___ DADOS DO EXERCÍCIO ___

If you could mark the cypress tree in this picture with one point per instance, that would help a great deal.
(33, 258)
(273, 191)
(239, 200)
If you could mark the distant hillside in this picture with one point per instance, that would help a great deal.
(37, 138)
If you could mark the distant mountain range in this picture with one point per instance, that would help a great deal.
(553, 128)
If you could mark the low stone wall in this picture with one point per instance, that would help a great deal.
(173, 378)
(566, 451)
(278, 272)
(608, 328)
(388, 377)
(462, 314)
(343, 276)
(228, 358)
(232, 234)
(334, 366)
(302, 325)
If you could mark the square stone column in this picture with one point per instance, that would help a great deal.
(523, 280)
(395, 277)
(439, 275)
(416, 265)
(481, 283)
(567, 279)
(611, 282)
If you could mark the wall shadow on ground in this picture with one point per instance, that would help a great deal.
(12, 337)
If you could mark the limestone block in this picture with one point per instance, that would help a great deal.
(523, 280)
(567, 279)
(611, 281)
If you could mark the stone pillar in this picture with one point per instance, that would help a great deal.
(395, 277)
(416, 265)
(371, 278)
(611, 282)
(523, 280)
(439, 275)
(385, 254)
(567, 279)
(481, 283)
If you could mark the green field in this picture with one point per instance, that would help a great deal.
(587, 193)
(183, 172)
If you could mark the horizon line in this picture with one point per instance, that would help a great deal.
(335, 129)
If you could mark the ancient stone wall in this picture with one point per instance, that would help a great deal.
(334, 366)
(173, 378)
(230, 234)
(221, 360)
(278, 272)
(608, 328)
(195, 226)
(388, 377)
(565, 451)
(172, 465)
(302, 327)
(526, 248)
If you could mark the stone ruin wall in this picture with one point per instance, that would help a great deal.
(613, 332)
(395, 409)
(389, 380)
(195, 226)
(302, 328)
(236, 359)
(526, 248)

___

» **TAREFA PROPOSTA**
Reescreva a listagem começando na linha que contém "If you could mark the low" e terminando no fim da listagem, trocando "would help a great deal" por "would be very useful" e mantendo todo o resto igual.

» **RESPOSTA**
If you could mark the low stone wall in this picture with one point per instance, that would be very useful.
(173, 378)
(566, 451)
(278, 272)
(608, 328)
(388, 377)
(462, 314)
(343, 276)
(228, 358)
(232, 234)
(334, 366)
(302, 325)
If you could mark the square stone column in this picture with one point per instance, that would be very useful.
(523, 280)
(395, 277)
(439, 275)
(416, 265)
(481, 283)
(567, 279)
(611, 282)
If you could mark the wall shadow on ground in this picture with one point per instance, that would be very useful.
(12, 337)
If you could mark the limestone block in this picture with one point per instance, that would be very useful.
(523, 280)
(567, 279)
(611, 281)
If you could mark the stone pillar in this picture with one point per instance, that would be very useful.
(395, 277)
(416, 265)
(371, 278)
(611, 282)
(523, 280)
(439, 275)
(385, 254)
(567, 279)
(481, 283)
If you could mark the green field in this picture with one point per instance, that would be very useful.
(587, 193)
(183, 172)
If you could mark the horizon line in this picture with one point per instance, that would be very useful.
(335, 129)
If you could mark the ancient stone wall in this picture with one point per instance, that would be very useful.
(334, 366)
(173, 378)
(230, 234)
(221, 360)
(278, 272)
(608, 328)
(195, 226)
(388, 377)
(565, 451)
(172, 465)
(302, 327)
(526, 248)
If you could mark the stone ruin wall in this picture with one point per instance, that would be very useful.
(613, 332)
(395, 409)
(389, 380)
(195, 226)
(302, 328)
(236, 359)
(526, 248)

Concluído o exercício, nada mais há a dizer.